-- Record set follows --

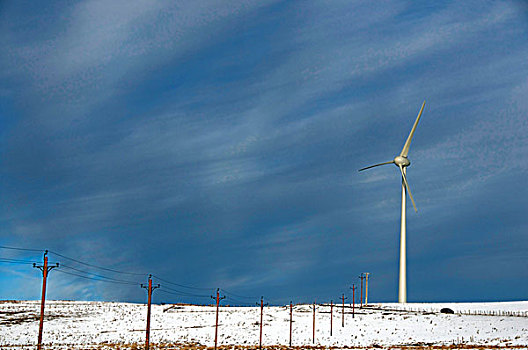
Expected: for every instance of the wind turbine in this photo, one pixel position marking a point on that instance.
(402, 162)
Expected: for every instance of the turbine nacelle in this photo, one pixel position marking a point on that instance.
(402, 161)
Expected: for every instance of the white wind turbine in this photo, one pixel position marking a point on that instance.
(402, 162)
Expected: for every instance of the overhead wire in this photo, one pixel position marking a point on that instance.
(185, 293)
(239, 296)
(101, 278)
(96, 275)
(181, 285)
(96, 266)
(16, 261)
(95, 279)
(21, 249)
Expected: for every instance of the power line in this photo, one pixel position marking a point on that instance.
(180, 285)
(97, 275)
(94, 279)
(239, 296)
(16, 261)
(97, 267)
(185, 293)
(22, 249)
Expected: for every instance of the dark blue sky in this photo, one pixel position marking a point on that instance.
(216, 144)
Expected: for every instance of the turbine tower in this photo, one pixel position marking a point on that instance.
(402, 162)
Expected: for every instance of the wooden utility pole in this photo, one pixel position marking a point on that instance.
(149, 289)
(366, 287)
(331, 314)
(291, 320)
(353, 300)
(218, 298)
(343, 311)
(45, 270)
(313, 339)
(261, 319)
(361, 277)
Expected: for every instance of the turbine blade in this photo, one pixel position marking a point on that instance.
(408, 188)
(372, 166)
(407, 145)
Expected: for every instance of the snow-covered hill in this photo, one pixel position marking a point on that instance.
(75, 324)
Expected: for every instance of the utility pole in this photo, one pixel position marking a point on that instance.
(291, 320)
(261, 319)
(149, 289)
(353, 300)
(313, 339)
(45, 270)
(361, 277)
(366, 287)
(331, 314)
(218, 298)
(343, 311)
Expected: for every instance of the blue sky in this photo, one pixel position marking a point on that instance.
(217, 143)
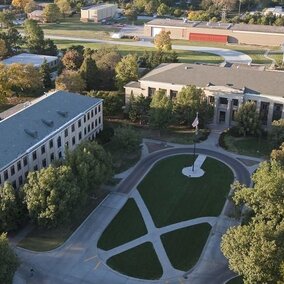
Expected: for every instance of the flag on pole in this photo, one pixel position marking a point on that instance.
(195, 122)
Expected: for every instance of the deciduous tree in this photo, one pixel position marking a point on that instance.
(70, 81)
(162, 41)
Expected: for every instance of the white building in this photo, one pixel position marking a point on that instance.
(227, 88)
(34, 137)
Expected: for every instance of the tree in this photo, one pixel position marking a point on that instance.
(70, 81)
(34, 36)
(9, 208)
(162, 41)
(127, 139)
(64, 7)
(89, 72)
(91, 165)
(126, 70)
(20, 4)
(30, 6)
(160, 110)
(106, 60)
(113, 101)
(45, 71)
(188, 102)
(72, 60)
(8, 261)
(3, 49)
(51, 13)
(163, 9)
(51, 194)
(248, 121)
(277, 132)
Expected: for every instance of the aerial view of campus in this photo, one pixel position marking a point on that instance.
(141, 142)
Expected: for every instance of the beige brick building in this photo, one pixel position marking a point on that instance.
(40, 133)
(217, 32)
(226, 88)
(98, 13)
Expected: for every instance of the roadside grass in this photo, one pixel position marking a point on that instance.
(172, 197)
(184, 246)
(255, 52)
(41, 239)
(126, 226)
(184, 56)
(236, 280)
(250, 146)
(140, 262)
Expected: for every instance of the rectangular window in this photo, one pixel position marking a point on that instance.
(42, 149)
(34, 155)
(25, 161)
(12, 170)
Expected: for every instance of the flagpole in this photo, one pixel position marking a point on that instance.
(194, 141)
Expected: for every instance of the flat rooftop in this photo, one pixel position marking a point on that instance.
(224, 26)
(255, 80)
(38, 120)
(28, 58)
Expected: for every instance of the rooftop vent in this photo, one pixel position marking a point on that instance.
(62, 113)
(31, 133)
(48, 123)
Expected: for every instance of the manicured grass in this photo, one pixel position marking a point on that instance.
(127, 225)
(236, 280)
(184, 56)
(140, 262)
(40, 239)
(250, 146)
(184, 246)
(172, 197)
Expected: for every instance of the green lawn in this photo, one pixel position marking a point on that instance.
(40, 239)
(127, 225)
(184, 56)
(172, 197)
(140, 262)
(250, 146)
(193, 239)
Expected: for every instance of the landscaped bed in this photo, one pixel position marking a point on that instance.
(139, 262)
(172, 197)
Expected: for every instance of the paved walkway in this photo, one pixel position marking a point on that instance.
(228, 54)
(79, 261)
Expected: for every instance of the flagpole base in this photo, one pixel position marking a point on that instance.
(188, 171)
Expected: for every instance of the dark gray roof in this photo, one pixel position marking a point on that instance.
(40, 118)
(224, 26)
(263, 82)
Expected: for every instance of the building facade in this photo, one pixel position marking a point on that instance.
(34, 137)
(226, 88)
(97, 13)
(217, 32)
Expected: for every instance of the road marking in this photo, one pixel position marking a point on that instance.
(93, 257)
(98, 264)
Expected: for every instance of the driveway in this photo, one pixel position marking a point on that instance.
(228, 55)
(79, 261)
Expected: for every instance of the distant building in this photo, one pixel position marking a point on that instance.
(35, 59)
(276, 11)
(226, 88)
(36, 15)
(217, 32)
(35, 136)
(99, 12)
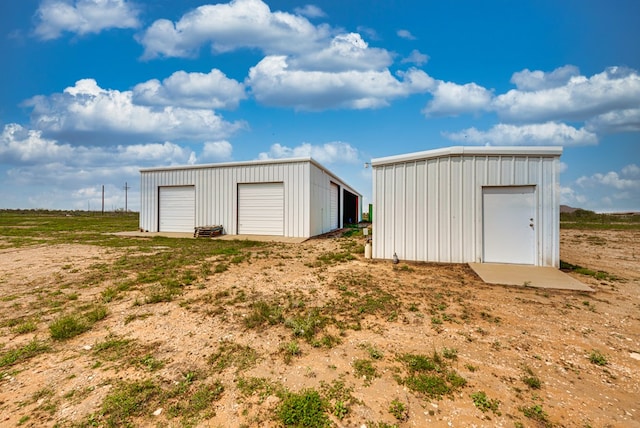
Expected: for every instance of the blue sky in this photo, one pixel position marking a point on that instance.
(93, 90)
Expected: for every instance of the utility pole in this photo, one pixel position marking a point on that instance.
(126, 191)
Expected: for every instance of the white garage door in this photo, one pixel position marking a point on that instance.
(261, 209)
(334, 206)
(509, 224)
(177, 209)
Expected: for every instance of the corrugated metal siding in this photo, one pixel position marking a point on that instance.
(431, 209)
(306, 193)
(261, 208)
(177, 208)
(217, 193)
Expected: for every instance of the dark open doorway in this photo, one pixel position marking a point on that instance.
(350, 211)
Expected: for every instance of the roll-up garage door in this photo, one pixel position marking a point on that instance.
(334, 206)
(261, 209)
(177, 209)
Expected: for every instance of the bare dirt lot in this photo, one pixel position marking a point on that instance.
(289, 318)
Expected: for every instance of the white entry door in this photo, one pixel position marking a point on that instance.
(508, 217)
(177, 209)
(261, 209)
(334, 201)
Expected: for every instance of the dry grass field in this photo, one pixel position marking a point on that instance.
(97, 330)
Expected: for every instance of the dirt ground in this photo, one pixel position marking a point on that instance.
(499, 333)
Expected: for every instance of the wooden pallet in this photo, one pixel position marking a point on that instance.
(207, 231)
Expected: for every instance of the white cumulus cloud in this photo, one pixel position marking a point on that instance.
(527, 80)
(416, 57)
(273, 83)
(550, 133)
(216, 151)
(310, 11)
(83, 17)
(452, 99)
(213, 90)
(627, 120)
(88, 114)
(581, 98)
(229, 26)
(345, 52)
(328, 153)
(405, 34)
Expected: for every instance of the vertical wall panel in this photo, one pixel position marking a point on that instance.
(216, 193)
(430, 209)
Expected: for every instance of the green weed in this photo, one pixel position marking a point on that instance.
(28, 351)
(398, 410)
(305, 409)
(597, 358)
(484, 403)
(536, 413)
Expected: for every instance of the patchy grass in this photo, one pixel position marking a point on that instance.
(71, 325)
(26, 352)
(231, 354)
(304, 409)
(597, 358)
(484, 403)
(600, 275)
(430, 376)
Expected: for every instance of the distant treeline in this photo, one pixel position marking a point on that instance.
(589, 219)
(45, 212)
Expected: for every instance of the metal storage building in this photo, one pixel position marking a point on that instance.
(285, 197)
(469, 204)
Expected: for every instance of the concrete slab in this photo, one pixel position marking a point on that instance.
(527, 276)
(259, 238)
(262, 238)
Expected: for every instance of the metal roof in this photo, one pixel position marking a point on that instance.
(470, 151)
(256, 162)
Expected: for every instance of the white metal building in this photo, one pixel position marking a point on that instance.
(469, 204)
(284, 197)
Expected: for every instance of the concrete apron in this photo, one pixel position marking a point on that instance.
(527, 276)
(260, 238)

-- Record set concluded --

Write the data above out again exactly, every line of it, and exclude the pictures.

Result below =
Expected: for every instance of the wind turbine in this photo, one pixel position marking a point on that instance.
(402, 162)
Expected: for every instance of the turbine nacelle in this photo, one pixel position marking a point on that instance.
(402, 161)
Expected: for every instance of the white wind turbine in this photo, one pixel position marking a point on that instance.
(402, 162)
Expected: for every instance of the overhead wire in this photo, one pixel position marking a point on that instance.
(185, 293)
(239, 296)
(101, 278)
(96, 275)
(181, 285)
(96, 266)
(16, 261)
(95, 279)
(21, 249)
Expected: for every instance of the power line in this photo, one pixel position marking a point on that instance.
(180, 285)
(97, 275)
(94, 279)
(239, 296)
(16, 261)
(97, 267)
(185, 293)
(22, 249)
Expected: for every instance of the dark blue sky in this photo, one pixel position marking a point on that instance.
(216, 144)
Expected: for every instance of the turbine tower in this photo, one pixel position marking a point on that instance.
(402, 162)
Expected: for every instance of the wooden utility pole in this photo, one pixel position marking a point on that instance.
(149, 289)
(366, 287)
(331, 314)
(291, 320)
(353, 300)
(218, 298)
(343, 311)
(45, 270)
(313, 339)
(261, 319)
(361, 277)
Expected: for every instance of the turbine blade in this photo, one pixel position marking a point on that instance.
(408, 188)
(372, 166)
(407, 145)
Expected: for every instance of the snow-covered hill in this photo, one pixel position marking a point on that instance.
(75, 324)
Expected: for every instance of the utility pole in this photo, one pixel position marking a point on that instance.
(291, 320)
(261, 319)
(149, 289)
(353, 300)
(313, 339)
(45, 270)
(361, 277)
(366, 287)
(331, 314)
(218, 298)
(343, 311)
Expected: for every instance of the blue sky in this photo, one pixel position marking a point on that instance.
(217, 143)
Expected: for every instance of the flag on pole in this photo, one pixel position marking a point on that instance.
(195, 122)
Expected: for every instance of the deciduous tree in this photo, one pixel position marking a point on that instance.
(70, 81)
(162, 41)
Expected: for every instance of the white building in this photo, one pixel position marking a point on that instance.
(227, 88)
(34, 137)
Expected: for every instance of the tree in this photo, one pixel position marking a point on that instance.
(70, 81)
(34, 36)
(9, 208)
(162, 41)
(127, 139)
(64, 7)
(89, 72)
(91, 165)
(126, 70)
(20, 4)
(30, 6)
(160, 110)
(106, 60)
(113, 101)
(45, 71)
(188, 102)
(72, 60)
(8, 261)
(3, 49)
(51, 13)
(163, 9)
(51, 194)
(248, 121)
(277, 132)
Expected: for every instance of the aerial view of campus in this photo, one pixel position marking a point on that instance.
(141, 142)
Expected: for every instance of the beige brick building in this photo, one pixel position marking a point on that instance.
(40, 133)
(217, 32)
(226, 88)
(98, 13)
Expected: for every instance of the roadside grass in this photo, one pixel position marking a point on that instance.
(172, 197)
(184, 246)
(255, 52)
(41, 239)
(126, 226)
(184, 56)
(236, 280)
(250, 146)
(140, 262)
Expected: for every instance of the rectangular window in this photo, one pixel position marking a point on that instance.
(42, 149)
(34, 155)
(25, 161)
(12, 170)
Expected: for every instance of the flagpole in this photo, one pixel position marking a point on that instance.
(194, 141)
Expected: for every instance of the flat rooftop in this photo, one pixel position marking a point on that instance.
(224, 26)
(255, 80)
(38, 120)
(28, 58)
Expected: for every instance of the rooftop vent in this photo, one pixel position marking a point on that instance.
(62, 113)
(31, 133)
(48, 123)
Expected: for every instance of the manicured grass in this photo, one pixel position marking a point on that instance.
(127, 225)
(236, 280)
(184, 56)
(140, 262)
(40, 239)
(250, 146)
(184, 246)
(172, 197)
Expected: for every instance of the green lawn in this photo, one pixel position marking a point on that instance.
(40, 239)
(127, 225)
(184, 56)
(172, 197)
(140, 262)
(250, 146)
(193, 239)
Expected: for every instance of the landscaped bed in this photo, one pixel position marking a point on that instance.
(139, 262)
(172, 197)
Expected: for every instance of the paved walkway in this photo, one pixel position marking a point on that instance.
(228, 54)
(79, 261)
Expected: for every instance of the flagpole base in this photo, one pixel position marking a point on that instance.
(188, 171)
Expected: for every instance of the dark gray roof in this photo, one pixel position marking a point on that instance.
(40, 118)
(224, 26)
(263, 82)
Expected: for every instance of the building facade in this photo, one pixel position marking a point on that instance.
(34, 137)
(226, 88)
(97, 13)
(217, 32)
Expected: for every instance of the road marking in this photo, one pixel position marking a point on that instance.
(93, 257)
(98, 264)
Expected: for every instance of the driveway in this photo, one pixel position marking a point on that instance.
(228, 55)
(79, 261)
Expected: for every instance of the distant building in this photo, one pixel position marking a point on that instance.
(35, 59)
(276, 11)
(226, 88)
(36, 15)
(217, 32)
(35, 136)
(99, 12)
Expected: for every instance of the blue sky in this photo, one pixel position marking a point on that instance.
(93, 90)
Expected: for every instance of the utility pole in this photo, one pixel position marking a point on that instance.
(126, 191)
Expected: for every instance of the white garage door in this photo, one pixel position marking a point on that instance.
(261, 209)
(334, 206)
(509, 224)
(177, 209)
Expected: for every instance of the corrugated metal siding in this photo, one pixel position marking a point on that instance.
(431, 209)
(306, 193)
(261, 208)
(177, 208)
(217, 193)
Expected: for every instance of the dark open doorway in this photo, one pixel position marking a point on that instance.
(350, 211)
Expected: for every instance of the roll-up garage door in this photo, one pixel position marking a point on that instance.
(334, 206)
(261, 209)
(177, 209)
Expected: for every instance of the bare dirt lot in this photo, one pixel position marking a point on that instance.
(289, 318)
Expected: for every instance of the white entry door in this photo, one pixel position marking a point on that instance.
(508, 217)
(177, 209)
(261, 209)
(334, 201)
Expected: for every instance of the dry grass field in this photo, one pixel position marking a point on that instance.
(97, 330)
Expected: for every instance of the dirt ground in this photo, one pixel position marking a point on that instance.
(499, 333)
Expected: for every instance of the wooden pallet in this photo, one pixel position marking a point on that instance.
(207, 231)
Expected: for every instance of the white cumulus cloud in this photo, one pixel position marking a point on that instance.
(527, 80)
(416, 57)
(273, 83)
(550, 133)
(216, 151)
(310, 11)
(83, 17)
(452, 99)
(213, 90)
(627, 120)
(88, 114)
(581, 98)
(229, 26)
(345, 52)
(328, 153)
(405, 34)
Expected: for every instance of the vertical wall panel in this photo, one pixel position marking a point on that instance.
(216, 193)
(430, 209)
Expected: for every instance of the green weed in this photo, one pixel position marking a point on that instance.
(28, 351)
(398, 410)
(305, 409)
(597, 358)
(484, 403)
(536, 413)
Expected: for every instance of the patchy grass in this photo, one pixel position marking a point on that instance.
(71, 325)
(26, 352)
(231, 354)
(304, 409)
(597, 358)
(484, 403)
(600, 275)
(430, 376)
Expected: for every instance of the distant treeline in this photo, one pixel position marking a point on that instance.
(589, 219)
(45, 212)
Expected: for every instance of the metal storage building in this photo, one pixel position marking a point on that instance.
(285, 197)
(469, 204)
Expected: for every instance of the concrete slab in this photo, one pixel position marking a point on that instance.
(527, 276)
(259, 238)
(262, 238)
Expected: for every instance of the metal roof in this photo, one pixel position marking a point on that instance.
(470, 151)
(256, 162)
Expected: for every instance of the white metal building in this photo, one pixel position marking a point on that instance.
(469, 204)
(284, 197)
Expected: for every instance of the concrete apron in this photo, one pixel position marking a point on that instance.
(527, 276)
(260, 238)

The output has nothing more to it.